GOAL
Render each line of the records below as a numbered list, omitting any blank lines.

********

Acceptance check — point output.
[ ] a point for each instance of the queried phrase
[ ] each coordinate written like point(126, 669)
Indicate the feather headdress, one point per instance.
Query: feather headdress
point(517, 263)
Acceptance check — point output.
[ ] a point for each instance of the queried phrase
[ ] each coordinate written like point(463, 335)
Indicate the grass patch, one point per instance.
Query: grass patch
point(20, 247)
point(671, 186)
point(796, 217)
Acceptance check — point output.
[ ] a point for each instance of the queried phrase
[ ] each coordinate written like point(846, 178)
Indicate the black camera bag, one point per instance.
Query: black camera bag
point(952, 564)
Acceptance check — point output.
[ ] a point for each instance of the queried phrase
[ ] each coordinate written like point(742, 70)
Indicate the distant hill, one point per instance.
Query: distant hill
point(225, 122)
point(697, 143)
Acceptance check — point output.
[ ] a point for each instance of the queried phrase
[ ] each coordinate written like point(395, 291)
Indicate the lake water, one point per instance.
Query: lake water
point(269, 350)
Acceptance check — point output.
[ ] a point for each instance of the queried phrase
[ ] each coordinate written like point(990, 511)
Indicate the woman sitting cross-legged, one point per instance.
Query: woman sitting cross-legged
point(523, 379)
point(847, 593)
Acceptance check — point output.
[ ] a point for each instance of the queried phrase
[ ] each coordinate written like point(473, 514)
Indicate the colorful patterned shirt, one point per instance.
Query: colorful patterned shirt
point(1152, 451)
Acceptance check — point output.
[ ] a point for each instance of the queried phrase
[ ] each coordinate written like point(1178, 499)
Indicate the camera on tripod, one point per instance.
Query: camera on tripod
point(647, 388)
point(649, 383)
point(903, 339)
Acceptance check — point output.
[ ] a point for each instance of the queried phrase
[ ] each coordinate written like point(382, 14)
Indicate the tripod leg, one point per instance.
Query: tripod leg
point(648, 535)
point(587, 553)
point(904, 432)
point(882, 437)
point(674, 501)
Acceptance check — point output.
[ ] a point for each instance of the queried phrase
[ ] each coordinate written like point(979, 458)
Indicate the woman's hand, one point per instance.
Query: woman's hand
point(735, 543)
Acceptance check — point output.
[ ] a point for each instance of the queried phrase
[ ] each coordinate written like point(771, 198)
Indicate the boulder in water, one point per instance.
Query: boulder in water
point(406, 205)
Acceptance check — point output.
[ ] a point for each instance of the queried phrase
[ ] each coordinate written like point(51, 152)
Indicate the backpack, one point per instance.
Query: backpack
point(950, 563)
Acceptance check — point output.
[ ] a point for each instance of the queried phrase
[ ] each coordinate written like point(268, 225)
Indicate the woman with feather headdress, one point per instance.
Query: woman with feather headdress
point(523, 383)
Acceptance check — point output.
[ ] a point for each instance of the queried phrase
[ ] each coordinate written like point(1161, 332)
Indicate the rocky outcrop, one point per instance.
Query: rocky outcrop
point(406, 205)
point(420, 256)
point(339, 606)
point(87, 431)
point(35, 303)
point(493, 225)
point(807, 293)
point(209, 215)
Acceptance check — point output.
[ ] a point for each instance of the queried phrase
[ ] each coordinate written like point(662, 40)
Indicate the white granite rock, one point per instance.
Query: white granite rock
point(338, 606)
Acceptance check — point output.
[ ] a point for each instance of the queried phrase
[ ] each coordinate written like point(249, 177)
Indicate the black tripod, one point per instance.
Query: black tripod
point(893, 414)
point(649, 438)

********

COMPLETE RESPONSE
1. Acceptance check — point output.
2. [ ] a point for each instance of the queried phrase
3. [ ] each coordinate written like point(126, 669)
4. Indicate the feather headdress, one point per instance.
5. Query: feather headdress
6. point(517, 263)
7. Acceptance check — point output.
8. [ ] a point for each instance of the queried phrase
9. [ ] each coordinate written like point(463, 335)
10. Indicate the grass patch, one point per instance.
11. Query: grass patch
12. point(20, 247)
13. point(671, 186)
14. point(796, 217)
15. Acceptance check — point output.
16. [ ] a point for each instance of the queried phrase
17. [ ] each coordinate written like point(846, 178)
18. Indicate the black camera bag, one point per instance.
19. Query: black camera bag
20. point(952, 564)
21. Acceptance check — point output.
22. [ ] a point for each instance of the queried phrase
23. [ ] each coordinate written like point(742, 70)
24. Indicate the distant hill, one point per instance.
25. Query: distant hill
26. point(225, 122)
27. point(697, 143)
28. Acceptance check — point output.
29. [ ] a point for each instance of the queried phrase
30. [ ] each coordinate written like point(395, 291)
31. Indicate the lake water, one point per instance.
32. Query: lake water
33. point(269, 350)
34. Acceptance check — point output.
35. [ ] a point for each instance of the queried phrase
36. [ ] each coordinate written like point(990, 511)
37. Indicate the woman sitting cross-legged, one point per instance.
38. Query: woman sitting cross-legged
39. point(523, 379)
40. point(847, 593)
41. Acceptance check — point output.
42. [ ] a point for each instance of the queried phrase
43. [ ] each coordinate written like point(473, 514)
44. Indicate the colorful patterned shirt, one point per instance.
45. Query: colorful patterned shirt
46. point(1152, 451)
47. Acceptance check — point output.
48. [ ] a point for each instance of the queried phrase
49. [ ] each coordinate written like point(1178, 499)
50. Indicate the camera on tripod, one point per instance.
51. Query: camera on tripod
52. point(647, 388)
53. point(649, 383)
54. point(903, 339)
55. Acceptance check — point output.
56. [ ] a point for each instance of the queried phrase
57. [ ] each coordinate written like point(382, 14)
58. Indicate the tripod leg, one point per instance.
59. Query: tripod leg
60. point(648, 535)
61. point(587, 553)
62. point(904, 432)
63. point(882, 437)
64. point(674, 501)
65. Acceptance check — point output.
66. [ ] a point for each instance of the queried phrase
67. [ ] each coordinate written like point(979, 458)
68. Indicate the woman's hand, one point per instance.
69. Query: woman's hand
70. point(735, 543)
71. Acceptance check — point output.
72. [ ] a point for each instance of the queried phrase
73. [ ] each coordinate written like point(771, 198)
74. Indicate the boulder in water, one point per instance.
75. Query: boulder in water
76. point(406, 205)
77. Acceptance check — point output.
78. [ ] a point for each instance of the queried phrase
79. [ ] each coordinate written like point(51, 152)
80. Indicate the backpack, one point per instance.
81. Query: backpack
82. point(950, 563)
83. Acceptance check — point output.
84. [ ] a point for each instance of the queried phrase
85. [ ] each coordinate written like point(268, 225)
86. Indicate the woman with feather headdress, one point per instance.
87. Query: woman with feather headdress
88. point(523, 383)
89. Acceptance check — point output.
90. [ ] a point for each instance of the queried phrase
91. [ ] each coordinate written like point(1161, 332)
92. Indicate the rocky outcrop, one point per instance.
93. Query: rocky outcrop
94. point(406, 205)
95. point(420, 256)
96. point(339, 606)
97. point(87, 431)
98. point(35, 303)
99. point(493, 225)
100. point(807, 293)
101. point(209, 215)
102. Acceptance check — point output.
103. [ ] a point for each instance of the queried phrase
104. [ ] each coordinate written like point(662, 40)
105. Indicate the white granite rock, one point per instance.
106. Query: white granite rock
107. point(338, 606)
108. Acceptance check — point output.
109. [ ] a point for each instance of the queried phrase
110. [ ] each coordinate written like point(249, 177)
111. Indicate the black tripod, one point per instance.
112. Query: black tripod
113. point(893, 414)
114. point(649, 438)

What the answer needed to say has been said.